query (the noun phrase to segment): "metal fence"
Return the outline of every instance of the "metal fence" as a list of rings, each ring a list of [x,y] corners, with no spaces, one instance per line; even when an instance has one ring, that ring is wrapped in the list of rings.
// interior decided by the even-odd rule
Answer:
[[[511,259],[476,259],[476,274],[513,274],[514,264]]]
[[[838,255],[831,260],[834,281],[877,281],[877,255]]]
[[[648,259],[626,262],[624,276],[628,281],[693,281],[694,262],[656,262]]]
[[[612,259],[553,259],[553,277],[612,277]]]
+ + + + + + +
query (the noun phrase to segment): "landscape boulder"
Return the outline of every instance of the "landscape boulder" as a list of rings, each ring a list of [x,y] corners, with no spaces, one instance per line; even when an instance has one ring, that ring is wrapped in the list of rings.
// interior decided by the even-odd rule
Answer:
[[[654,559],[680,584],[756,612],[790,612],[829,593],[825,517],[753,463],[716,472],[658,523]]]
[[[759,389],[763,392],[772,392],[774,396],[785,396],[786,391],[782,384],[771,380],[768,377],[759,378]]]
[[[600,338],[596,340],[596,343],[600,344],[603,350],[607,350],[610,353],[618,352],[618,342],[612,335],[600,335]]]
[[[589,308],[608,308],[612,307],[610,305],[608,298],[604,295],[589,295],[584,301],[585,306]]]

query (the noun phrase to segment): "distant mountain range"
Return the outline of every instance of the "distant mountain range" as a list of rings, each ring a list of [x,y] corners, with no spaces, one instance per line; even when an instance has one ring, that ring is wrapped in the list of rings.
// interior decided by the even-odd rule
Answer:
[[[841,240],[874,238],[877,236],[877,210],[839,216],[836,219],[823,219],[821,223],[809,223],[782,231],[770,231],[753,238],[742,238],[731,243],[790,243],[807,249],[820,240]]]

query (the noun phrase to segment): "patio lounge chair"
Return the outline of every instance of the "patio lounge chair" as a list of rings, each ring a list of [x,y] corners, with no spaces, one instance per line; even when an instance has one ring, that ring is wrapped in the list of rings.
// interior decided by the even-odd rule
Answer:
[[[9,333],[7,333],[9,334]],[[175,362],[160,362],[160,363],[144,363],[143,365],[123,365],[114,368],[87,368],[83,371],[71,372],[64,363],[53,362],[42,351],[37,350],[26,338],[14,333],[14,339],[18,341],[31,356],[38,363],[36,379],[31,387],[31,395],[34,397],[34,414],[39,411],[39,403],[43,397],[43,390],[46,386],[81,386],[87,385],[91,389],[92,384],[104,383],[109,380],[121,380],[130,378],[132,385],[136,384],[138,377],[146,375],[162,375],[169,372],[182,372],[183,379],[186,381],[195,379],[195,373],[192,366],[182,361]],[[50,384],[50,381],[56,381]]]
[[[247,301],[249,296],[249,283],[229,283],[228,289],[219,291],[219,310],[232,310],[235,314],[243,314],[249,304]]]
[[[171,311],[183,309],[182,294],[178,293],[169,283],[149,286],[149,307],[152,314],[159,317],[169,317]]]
+ + + + + + +
**DIRECTION:**
Please count the rows above that contain the word "mountain", treating case as significant, and reply with only that number.

**TASK RESULT:**
2